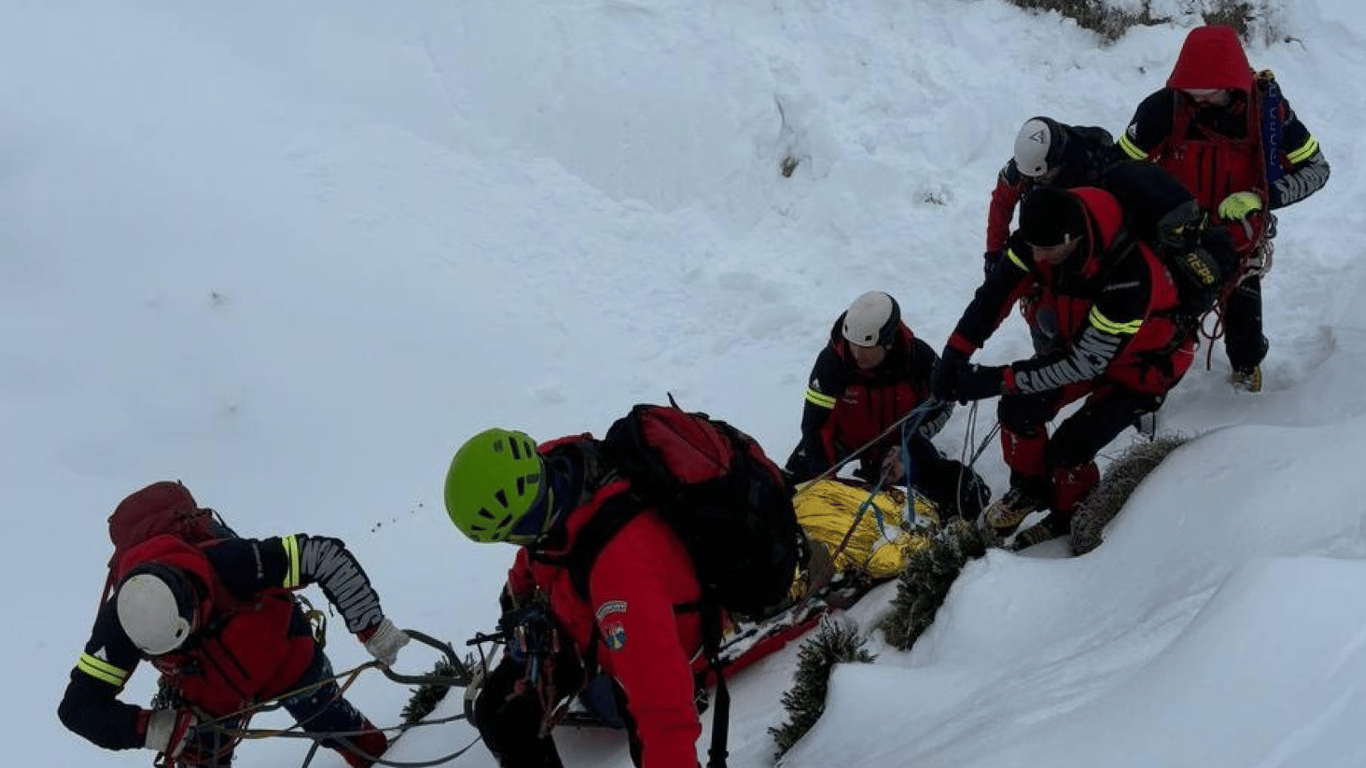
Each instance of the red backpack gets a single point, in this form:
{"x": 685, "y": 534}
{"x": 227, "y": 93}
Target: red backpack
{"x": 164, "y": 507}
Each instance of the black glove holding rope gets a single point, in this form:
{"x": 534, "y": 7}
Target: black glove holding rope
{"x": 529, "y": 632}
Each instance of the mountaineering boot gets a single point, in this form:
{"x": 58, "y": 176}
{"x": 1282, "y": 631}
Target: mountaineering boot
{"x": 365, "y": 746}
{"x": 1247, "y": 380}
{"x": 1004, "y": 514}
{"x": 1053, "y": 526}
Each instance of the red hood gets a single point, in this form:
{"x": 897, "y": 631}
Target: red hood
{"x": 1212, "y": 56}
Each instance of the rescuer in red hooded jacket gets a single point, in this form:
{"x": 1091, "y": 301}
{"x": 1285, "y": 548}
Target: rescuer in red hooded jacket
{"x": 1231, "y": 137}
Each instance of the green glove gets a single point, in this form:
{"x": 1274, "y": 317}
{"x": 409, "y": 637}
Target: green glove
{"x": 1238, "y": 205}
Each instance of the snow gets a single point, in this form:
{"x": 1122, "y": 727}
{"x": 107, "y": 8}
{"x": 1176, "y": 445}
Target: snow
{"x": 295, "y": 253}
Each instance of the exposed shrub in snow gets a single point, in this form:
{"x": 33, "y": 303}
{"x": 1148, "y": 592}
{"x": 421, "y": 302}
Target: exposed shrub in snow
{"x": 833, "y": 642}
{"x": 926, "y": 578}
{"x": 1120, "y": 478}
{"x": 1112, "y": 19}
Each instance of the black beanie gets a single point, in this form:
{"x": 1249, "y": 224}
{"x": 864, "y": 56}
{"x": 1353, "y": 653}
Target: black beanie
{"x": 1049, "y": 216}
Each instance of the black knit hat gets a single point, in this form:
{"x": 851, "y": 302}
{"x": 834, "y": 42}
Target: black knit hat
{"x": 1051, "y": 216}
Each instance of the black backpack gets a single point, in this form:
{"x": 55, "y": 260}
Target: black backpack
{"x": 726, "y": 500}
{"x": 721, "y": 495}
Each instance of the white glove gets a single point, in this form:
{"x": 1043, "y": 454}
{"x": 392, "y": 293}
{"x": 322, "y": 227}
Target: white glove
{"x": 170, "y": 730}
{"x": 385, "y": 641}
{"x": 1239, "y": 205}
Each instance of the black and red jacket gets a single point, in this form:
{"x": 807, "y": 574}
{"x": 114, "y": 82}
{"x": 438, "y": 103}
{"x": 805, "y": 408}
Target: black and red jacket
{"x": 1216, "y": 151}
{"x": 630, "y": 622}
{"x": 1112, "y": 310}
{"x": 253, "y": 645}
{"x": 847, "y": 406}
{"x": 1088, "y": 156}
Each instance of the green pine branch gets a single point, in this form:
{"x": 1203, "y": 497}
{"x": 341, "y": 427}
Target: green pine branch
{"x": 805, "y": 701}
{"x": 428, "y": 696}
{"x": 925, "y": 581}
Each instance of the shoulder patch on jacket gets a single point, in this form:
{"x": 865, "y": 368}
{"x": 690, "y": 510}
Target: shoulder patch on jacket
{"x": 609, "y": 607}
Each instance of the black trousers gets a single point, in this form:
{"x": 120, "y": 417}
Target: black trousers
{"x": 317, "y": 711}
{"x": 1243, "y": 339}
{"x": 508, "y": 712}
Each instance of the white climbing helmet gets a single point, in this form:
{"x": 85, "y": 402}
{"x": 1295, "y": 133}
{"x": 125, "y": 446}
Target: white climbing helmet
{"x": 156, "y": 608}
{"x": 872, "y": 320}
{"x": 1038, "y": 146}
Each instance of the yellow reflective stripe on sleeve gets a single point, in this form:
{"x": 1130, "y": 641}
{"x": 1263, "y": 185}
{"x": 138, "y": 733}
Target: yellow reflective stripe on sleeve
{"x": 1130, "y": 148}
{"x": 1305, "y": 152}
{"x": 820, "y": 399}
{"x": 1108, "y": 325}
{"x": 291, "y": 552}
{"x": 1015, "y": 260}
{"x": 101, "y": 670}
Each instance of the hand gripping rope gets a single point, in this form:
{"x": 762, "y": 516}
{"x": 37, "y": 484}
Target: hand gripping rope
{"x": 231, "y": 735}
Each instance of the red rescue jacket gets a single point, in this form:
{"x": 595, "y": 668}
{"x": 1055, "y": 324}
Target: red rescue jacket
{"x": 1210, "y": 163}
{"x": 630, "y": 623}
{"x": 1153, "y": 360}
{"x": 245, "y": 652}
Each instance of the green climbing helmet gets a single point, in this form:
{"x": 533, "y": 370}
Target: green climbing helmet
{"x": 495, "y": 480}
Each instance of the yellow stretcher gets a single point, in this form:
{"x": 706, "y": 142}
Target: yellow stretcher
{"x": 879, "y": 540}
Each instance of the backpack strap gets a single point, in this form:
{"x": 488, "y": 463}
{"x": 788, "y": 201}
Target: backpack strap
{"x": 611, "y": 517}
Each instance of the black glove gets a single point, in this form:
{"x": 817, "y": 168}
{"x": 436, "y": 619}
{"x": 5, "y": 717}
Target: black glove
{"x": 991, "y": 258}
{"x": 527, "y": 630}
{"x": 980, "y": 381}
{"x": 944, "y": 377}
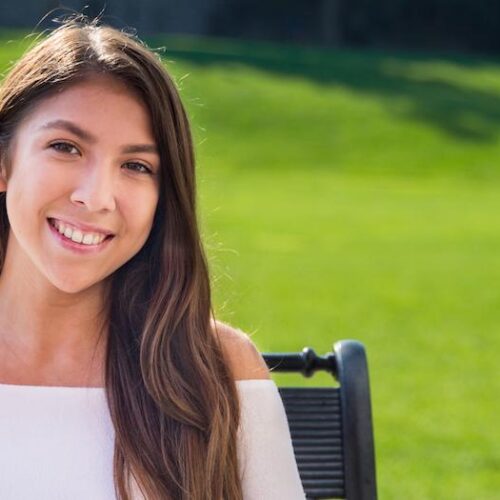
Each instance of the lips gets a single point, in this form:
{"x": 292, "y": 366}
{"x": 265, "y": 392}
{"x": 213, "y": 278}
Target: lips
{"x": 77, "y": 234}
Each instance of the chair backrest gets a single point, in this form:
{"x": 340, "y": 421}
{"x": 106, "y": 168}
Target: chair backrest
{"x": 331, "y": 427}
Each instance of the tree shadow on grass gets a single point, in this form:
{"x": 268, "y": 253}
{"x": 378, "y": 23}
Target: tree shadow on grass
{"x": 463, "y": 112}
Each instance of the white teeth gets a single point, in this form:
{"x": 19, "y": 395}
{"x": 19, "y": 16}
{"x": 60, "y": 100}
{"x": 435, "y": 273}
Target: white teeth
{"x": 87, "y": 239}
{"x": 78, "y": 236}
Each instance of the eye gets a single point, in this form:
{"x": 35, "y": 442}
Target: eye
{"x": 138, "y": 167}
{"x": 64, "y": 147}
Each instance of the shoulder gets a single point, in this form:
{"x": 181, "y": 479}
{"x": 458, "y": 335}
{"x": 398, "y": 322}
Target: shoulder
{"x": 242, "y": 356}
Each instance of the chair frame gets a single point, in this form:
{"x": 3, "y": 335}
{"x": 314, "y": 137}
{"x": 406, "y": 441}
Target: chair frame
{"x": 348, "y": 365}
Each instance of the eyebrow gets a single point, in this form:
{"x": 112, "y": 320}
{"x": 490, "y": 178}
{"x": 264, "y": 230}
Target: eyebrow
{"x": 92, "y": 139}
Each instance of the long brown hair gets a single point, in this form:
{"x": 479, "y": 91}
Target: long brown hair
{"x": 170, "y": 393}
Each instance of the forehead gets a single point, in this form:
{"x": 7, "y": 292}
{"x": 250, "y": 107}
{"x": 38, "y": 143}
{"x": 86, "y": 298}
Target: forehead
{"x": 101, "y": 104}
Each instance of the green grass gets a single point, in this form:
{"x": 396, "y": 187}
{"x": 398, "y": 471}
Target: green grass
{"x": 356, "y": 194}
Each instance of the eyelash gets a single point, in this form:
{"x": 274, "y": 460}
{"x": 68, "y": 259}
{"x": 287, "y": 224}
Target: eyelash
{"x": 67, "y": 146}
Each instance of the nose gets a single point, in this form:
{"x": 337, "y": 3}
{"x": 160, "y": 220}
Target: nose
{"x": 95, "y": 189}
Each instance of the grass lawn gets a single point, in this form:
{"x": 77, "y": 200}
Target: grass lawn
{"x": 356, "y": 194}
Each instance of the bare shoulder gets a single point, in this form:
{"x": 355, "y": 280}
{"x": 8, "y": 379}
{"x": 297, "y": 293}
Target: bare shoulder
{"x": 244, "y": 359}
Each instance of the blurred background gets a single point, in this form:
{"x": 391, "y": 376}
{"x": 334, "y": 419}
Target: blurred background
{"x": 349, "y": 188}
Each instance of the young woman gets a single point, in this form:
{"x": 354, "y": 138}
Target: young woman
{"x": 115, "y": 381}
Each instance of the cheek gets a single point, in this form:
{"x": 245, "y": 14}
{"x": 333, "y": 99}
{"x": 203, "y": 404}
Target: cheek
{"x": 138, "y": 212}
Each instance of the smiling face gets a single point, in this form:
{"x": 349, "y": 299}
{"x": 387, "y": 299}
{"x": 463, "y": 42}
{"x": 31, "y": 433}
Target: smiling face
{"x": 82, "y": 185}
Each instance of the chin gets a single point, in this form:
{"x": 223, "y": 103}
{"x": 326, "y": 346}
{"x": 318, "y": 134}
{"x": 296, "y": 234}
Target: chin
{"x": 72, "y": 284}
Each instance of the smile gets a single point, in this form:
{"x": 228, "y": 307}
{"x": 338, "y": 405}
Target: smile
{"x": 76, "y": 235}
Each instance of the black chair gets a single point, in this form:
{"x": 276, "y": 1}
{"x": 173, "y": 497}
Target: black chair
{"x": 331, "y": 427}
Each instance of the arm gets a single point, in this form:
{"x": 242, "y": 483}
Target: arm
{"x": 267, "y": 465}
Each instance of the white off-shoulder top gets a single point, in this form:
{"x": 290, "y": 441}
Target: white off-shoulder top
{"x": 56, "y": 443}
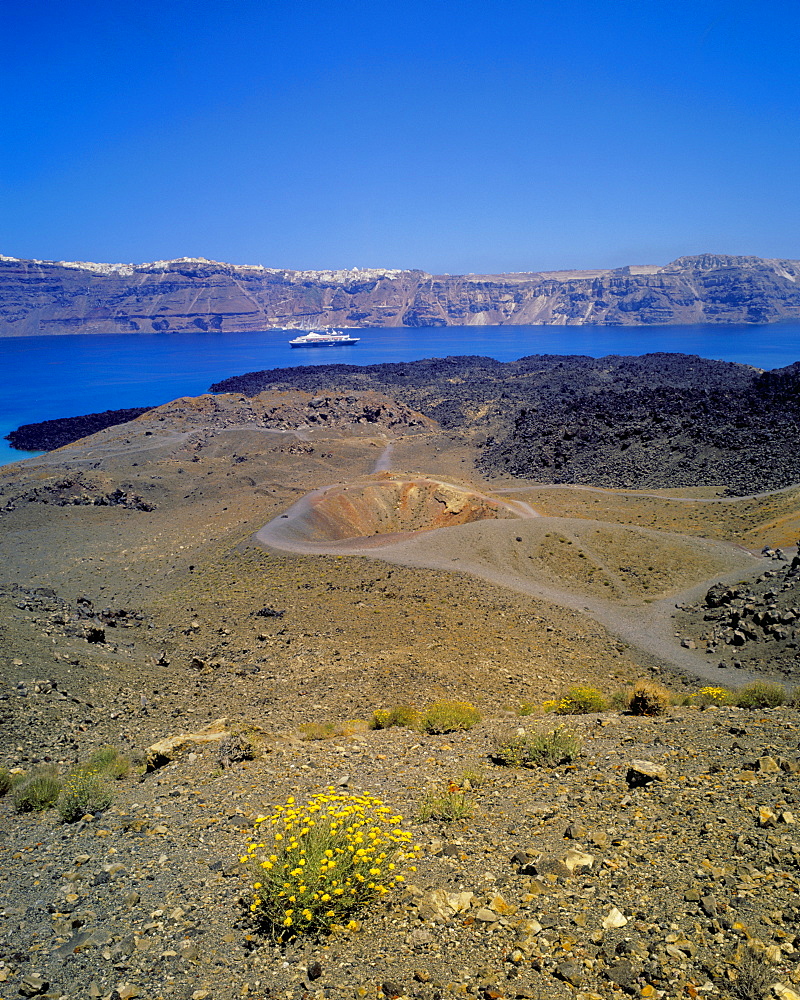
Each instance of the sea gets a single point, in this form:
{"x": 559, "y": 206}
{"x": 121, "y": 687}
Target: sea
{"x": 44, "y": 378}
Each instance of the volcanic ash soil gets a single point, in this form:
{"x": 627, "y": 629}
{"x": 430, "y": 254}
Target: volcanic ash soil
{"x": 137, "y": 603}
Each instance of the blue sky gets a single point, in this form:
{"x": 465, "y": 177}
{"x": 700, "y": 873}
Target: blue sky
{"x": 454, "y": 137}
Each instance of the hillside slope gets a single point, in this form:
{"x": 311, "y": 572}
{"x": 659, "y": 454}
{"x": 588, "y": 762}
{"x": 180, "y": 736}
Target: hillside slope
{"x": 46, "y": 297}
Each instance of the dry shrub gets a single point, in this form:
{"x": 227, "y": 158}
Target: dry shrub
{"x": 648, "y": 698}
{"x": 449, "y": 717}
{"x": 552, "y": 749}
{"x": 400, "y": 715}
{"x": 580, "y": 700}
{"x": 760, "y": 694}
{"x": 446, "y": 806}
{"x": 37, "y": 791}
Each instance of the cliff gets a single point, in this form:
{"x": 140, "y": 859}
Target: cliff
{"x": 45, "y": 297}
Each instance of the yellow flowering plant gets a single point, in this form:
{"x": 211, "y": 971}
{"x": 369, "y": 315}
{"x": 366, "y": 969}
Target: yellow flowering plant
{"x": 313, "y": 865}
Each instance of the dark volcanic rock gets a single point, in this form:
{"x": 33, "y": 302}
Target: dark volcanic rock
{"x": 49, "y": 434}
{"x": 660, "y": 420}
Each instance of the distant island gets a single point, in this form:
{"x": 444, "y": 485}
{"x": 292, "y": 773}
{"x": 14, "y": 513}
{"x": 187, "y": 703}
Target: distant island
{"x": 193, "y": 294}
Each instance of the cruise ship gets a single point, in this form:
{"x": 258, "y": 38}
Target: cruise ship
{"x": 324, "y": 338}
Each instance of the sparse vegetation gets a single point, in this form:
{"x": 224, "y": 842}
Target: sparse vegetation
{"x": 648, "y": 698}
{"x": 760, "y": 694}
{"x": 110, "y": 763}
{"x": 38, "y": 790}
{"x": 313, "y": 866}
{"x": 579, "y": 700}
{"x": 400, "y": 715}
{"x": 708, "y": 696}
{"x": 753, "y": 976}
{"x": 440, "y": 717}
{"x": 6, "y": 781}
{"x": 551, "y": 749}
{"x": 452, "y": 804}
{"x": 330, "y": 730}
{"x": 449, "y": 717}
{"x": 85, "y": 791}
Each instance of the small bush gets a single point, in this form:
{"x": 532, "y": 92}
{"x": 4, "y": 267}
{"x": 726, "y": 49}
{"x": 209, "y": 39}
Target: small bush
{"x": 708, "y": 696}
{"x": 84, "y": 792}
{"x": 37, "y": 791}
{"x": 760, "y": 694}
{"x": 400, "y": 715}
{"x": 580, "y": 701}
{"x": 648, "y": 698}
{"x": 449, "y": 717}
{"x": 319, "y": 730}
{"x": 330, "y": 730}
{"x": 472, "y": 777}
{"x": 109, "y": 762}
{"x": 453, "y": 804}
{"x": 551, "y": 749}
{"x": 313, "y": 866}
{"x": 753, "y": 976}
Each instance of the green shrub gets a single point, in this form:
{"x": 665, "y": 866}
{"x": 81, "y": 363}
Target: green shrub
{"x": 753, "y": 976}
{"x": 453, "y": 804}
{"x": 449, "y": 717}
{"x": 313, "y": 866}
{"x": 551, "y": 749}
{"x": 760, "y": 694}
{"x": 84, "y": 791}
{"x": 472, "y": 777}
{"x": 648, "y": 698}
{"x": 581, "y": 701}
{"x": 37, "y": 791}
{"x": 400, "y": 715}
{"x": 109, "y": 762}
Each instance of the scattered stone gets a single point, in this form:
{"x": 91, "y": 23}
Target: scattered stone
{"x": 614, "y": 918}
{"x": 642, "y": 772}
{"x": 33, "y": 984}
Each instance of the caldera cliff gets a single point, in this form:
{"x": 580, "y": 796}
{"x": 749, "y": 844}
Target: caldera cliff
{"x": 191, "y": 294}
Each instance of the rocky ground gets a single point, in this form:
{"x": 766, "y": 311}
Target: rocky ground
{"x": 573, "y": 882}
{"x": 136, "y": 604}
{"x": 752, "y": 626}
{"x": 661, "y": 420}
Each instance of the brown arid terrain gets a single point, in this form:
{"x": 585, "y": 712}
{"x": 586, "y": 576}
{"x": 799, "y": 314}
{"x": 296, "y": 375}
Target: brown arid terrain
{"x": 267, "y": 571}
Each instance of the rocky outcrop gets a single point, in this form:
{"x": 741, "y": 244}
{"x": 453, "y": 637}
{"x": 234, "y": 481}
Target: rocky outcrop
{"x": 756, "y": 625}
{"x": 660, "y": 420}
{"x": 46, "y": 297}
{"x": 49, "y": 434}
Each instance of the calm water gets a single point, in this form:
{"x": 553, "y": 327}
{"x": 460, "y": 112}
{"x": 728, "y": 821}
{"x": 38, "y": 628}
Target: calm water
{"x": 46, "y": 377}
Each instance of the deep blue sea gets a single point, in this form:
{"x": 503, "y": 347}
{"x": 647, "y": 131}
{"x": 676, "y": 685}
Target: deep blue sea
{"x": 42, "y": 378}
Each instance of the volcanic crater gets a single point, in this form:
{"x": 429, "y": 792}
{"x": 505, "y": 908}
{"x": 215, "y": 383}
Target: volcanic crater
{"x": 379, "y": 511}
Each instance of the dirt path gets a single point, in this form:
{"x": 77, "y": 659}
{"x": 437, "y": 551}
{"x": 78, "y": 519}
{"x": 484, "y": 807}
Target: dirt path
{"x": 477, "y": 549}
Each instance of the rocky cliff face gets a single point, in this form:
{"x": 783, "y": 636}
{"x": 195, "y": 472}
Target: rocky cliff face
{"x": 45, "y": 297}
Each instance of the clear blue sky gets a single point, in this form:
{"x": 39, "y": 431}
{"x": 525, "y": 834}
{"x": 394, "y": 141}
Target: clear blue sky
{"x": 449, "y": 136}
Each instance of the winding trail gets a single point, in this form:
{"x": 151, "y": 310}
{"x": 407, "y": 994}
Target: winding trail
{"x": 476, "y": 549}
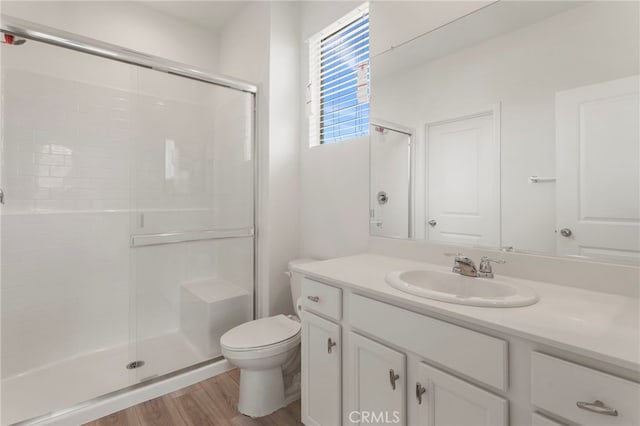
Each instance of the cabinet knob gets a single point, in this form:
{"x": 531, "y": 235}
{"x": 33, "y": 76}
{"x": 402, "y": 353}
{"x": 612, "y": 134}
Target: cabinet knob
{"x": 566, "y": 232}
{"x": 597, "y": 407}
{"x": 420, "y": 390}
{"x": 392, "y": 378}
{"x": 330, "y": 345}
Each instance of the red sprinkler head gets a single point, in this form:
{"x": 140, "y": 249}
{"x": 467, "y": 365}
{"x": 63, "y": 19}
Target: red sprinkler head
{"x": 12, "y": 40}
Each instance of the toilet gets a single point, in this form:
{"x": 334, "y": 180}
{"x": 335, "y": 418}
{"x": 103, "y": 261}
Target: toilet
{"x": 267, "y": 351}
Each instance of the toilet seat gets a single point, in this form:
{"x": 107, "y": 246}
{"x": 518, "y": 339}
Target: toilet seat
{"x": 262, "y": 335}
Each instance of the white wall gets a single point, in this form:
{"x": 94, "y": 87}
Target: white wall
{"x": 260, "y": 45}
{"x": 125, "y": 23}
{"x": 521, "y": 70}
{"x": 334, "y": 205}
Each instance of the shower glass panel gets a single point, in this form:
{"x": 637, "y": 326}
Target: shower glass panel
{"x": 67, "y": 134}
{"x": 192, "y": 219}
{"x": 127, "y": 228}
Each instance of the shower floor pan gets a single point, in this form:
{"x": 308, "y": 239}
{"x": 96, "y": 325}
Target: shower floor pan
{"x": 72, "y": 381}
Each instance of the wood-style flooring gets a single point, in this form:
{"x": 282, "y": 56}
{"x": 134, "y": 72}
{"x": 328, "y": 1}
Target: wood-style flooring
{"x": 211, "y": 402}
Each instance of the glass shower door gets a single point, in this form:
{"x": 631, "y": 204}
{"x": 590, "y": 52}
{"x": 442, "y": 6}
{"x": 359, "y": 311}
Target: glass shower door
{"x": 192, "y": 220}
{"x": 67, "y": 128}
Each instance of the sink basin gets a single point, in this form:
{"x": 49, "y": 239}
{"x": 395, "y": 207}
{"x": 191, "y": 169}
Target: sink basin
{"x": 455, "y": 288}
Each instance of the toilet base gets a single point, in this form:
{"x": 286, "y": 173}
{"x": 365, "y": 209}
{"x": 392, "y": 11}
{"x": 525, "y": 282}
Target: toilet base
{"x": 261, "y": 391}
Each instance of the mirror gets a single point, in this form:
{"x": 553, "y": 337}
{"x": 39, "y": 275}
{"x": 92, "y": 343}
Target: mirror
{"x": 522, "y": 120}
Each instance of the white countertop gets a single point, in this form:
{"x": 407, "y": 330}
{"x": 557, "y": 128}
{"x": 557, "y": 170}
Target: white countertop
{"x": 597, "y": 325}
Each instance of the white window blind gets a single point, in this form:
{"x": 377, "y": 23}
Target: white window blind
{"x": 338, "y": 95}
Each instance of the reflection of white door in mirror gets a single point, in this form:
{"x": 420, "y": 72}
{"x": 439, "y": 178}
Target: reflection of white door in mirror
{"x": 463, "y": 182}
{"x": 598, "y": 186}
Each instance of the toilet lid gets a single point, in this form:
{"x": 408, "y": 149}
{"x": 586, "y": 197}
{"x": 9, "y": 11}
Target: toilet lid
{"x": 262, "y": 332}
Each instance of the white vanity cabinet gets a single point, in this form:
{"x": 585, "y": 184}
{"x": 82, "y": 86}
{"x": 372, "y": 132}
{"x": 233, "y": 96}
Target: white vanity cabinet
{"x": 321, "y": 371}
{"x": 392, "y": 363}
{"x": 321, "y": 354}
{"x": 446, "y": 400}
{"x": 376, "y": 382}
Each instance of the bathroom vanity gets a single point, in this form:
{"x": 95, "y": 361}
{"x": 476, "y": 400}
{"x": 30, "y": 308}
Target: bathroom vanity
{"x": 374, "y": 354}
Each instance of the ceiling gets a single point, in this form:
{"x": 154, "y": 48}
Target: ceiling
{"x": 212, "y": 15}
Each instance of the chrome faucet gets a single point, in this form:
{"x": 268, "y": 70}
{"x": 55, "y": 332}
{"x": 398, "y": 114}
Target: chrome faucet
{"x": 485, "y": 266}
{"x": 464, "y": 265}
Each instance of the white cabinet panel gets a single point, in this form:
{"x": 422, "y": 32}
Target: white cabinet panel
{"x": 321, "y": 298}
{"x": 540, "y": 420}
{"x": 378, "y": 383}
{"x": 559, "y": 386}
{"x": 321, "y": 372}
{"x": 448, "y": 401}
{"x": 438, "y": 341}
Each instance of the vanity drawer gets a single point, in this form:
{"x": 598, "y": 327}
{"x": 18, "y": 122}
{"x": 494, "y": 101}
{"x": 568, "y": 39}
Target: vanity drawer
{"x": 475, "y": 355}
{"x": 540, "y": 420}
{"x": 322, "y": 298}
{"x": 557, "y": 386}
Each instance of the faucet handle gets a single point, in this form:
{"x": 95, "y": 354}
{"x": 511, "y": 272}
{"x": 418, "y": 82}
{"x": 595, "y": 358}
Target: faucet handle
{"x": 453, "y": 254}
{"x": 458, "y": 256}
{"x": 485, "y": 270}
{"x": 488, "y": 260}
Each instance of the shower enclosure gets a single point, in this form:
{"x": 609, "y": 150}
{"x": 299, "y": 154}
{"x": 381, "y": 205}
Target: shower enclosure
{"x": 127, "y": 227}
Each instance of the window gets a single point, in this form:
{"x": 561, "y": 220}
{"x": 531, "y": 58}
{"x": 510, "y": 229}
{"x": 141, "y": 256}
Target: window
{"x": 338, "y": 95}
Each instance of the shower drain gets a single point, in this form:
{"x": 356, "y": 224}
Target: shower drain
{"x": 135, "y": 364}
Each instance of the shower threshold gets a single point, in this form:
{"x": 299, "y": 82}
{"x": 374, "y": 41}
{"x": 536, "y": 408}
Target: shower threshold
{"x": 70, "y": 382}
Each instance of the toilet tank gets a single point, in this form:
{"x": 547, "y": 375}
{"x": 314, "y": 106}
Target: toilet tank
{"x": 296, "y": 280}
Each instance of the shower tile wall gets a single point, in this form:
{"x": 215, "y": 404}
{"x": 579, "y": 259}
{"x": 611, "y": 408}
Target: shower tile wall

________

Reproduce, exactly and with nothing added, the lines from the one that includes "Each instance of the window" through the last line of the material.

Each instance of the window gets a single point, in this form:
{"x": 561, "y": 220}
{"x": 531, "y": 58}
{"x": 510, "y": 229}
{"x": 141, "y": 256}
Target: window
{"x": 338, "y": 95}
Each instance of the shower drain gets a single point, in this form:
{"x": 356, "y": 224}
Target: shower drain
{"x": 135, "y": 364}
Each instance of the shower threshold gets a single point, in this form:
{"x": 299, "y": 82}
{"x": 374, "y": 41}
{"x": 536, "y": 408}
Target: shower threshold
{"x": 70, "y": 382}
Each instance of the toilet tank gets a single point, in this form:
{"x": 547, "y": 375}
{"x": 314, "y": 106}
Target: toilet tank
{"x": 296, "y": 280}
Each instance of the shower tile wall gets a single point, in this form:
{"x": 215, "y": 404}
{"x": 579, "y": 259}
{"x": 611, "y": 408}
Target: shower tile wall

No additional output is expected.